**Brano da leggere**
Poco male, il secondo gol arriva una ventina di minuti dopo, quando Kakà trova Shevchenko, l'ucraino pesca Crespo in area che deve solo appoggiare in rete il 2-0. Non c'è storia, il Milan imperversa e - dopo aver fallito qualche altra chance - nel finale di tempo serve il 3-0: è un'autentica perla, per buongustai.

Kakà danza sul pallone. Riceve spalle alla porta, si beve un avversario con uno splendido controllo di tacco e serve un pallone col contagiri in profondità. Crespo è a tu per tu, potrebbe metterla dentro in tutti i modi: ma l'argentino rende omaggio all'assist del brasiliano e sigla il tris con un colpo sotto delizioso, di classe assoluta, che lascia in ginocchio Dudek.

È l'apoteosi. Sono in vacanza nel mio paese, Bernalda, 12mila abitanti in provincia di Matera: il mar Ionio è a 10 chilometri, il clima è mite e la partita la guardiamo all'aperto. In un furgoncino è già pronto tutto il materiale per l'eventuale festa. Qualcuno decide di andarlo a prendere nell'intervallo per tenerci pronti al '90, i festeggiamenti sembrano scontati.

E invece... E invece c'è il secondo tempo. Il Liverpool parte aggressivo, il Milan sontuoso dei primi 45 minuti rallenta i ritmi e gestisce. Fino al 54', quando gli dei del calcio scendono all'Ataturk in soccorso dei Reds e iniziano i sei minuti che cambiano la storia. La storia e le storie, quelle personali di diversi giocatori, e penso soprattutto a quel sontuoso attaccante che risponde al nome di Hernan Crespo e che una Champions in vita sua non l'ha mai alzata.

**Esercizio**
Puoi proseguire il racconto della partita tra Milan e Liverpool dal punto in cui si interrompe?

**Dati archiviati**

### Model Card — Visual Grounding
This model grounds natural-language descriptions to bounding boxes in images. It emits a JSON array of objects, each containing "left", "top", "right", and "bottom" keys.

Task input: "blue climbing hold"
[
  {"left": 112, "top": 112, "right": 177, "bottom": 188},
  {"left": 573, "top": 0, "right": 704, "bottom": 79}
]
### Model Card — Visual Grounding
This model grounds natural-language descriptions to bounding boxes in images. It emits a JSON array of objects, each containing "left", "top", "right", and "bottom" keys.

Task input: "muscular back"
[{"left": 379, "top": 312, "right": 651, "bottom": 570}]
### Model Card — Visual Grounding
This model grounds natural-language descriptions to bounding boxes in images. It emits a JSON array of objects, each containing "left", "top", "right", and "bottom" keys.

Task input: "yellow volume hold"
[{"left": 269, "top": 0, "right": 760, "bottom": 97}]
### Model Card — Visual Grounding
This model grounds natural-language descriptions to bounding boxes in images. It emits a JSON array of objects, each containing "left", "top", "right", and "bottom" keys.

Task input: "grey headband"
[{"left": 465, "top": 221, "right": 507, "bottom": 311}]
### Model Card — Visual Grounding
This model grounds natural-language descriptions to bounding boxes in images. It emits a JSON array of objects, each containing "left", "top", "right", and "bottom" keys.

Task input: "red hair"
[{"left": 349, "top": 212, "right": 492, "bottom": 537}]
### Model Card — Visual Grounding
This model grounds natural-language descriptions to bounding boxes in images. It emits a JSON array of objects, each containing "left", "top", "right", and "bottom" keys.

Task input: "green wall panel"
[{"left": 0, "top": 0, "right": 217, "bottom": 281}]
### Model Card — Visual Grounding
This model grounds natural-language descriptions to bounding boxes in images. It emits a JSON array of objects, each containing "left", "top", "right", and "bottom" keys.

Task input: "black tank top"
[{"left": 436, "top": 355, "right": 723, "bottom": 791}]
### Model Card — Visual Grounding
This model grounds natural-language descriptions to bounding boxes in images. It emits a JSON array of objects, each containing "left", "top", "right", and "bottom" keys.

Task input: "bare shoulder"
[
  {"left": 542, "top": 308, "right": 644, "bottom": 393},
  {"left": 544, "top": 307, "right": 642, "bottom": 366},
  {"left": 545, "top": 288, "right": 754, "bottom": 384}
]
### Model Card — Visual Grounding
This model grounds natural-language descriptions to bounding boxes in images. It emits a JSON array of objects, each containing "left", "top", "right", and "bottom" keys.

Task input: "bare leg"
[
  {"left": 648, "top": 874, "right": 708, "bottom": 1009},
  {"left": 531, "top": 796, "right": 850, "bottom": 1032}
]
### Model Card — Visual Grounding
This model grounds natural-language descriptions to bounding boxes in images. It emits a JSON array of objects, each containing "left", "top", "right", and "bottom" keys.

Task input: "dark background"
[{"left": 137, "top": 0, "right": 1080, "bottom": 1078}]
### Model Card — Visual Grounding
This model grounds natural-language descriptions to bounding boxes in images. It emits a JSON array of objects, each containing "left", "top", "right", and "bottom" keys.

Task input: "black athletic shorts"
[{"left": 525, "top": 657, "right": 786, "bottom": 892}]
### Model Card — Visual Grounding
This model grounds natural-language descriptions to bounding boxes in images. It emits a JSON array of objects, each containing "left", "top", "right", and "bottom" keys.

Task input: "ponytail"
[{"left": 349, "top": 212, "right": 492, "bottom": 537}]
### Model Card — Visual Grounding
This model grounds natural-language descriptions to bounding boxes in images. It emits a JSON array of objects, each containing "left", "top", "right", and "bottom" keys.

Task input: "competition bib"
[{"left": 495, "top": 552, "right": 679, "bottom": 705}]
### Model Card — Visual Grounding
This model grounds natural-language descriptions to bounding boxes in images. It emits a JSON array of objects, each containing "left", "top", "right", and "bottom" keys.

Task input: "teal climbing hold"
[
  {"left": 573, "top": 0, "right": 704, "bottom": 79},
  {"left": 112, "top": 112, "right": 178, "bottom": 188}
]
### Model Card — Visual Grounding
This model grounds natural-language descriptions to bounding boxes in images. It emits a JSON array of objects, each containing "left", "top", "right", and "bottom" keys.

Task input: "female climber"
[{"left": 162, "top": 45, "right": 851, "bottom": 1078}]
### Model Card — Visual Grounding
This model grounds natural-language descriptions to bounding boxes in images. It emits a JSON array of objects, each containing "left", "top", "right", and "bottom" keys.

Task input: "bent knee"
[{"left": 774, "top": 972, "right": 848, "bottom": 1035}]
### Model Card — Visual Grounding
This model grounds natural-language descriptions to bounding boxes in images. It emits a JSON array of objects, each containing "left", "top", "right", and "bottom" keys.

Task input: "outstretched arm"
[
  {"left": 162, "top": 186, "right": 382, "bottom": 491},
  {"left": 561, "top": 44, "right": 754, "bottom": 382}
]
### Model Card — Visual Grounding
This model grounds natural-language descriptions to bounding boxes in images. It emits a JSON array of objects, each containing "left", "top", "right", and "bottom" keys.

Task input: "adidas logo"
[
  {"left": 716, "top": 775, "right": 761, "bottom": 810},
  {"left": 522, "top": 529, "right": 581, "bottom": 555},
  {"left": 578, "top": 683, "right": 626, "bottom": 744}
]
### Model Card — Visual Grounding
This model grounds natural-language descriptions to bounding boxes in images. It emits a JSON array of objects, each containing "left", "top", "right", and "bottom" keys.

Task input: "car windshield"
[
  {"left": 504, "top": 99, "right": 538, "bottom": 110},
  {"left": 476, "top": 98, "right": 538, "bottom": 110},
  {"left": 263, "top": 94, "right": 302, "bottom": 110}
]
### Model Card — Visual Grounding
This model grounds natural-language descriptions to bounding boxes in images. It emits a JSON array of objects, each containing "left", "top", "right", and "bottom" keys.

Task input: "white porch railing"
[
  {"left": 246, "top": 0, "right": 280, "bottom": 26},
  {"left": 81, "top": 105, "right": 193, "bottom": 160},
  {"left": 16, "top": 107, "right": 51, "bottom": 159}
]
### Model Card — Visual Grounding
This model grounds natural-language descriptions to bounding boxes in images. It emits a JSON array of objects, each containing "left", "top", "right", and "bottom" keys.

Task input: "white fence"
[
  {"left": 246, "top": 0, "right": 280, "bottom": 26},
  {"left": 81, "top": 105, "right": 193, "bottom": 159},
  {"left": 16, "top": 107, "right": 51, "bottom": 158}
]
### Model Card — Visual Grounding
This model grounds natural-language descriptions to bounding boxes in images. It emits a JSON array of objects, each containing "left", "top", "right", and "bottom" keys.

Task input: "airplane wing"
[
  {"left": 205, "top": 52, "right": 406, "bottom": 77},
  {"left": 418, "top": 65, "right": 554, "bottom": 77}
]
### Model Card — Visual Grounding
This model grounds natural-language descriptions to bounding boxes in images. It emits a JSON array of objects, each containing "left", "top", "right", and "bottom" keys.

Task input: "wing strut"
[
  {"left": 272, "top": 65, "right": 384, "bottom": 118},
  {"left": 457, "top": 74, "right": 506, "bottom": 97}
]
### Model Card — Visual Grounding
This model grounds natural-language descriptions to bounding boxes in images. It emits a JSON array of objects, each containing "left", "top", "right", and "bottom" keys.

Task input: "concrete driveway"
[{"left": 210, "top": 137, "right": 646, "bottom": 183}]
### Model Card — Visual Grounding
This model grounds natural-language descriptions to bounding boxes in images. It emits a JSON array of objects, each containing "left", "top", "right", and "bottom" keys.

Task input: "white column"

**Risposta**
Cross di Riise e testa di Gerrard, 3-1 al minuto 54'. Poco male, penso, ma al 56' Dida non è impeccabile sul tiro da fuori di Smicer e la partita è riaperta. Passano appena 4 minuti e Gattuso stende Gerrard. Rigore, i nostri sguardi si fanno improvvisamente atterriti, eppure appena 20 minuti prima urlavamo, ridevamo e ci abbracciavamo come bambini. È il 3-3, ma non può arrivare normalmente. Nulla è canonico o come te lo aspetti in quel 25 maggio 2005: Dida respinge il rigore di Xabi Alonso, tutti in piedi sulle sedie per esultare ma non c'è tempo, perché sulla respinta si piomba lo stesso centrocampista spagnolo che pareggia i conti.

Milan scoraggiato e Liverpool lanciato verso la vittoria? Macché, i rossoneri tornano a macinare gioco: non è quello sontuoso e fluido espresso nel primo tempo ma è nuovamente il Diavolo a fare la partita.

Io sono scettico ma continuo a crederci, almeno fino al minuto 117, quando - dopo tante altre occasioni fallite dal Milan - accade l'imponderabile. Shevchenko va di testa a botta sicura, Dudek respinge miracolosamente, sul tap in a un metro dalla porta c'è ancora l'ucraino. "Gooo...", no: l'urlo resta strozzato, il tap in di Sheva va a sbattere sul braccio del portiere polacco (o del Dio di Liverpool sceso all'Ataturk per l'occasione) che si stava rialzando.

Le mani nei capelli di Sheva e Kakà sono l'immagine della sconfitta, e io esattamente in quel momento realizzo: "Abbiamo perso".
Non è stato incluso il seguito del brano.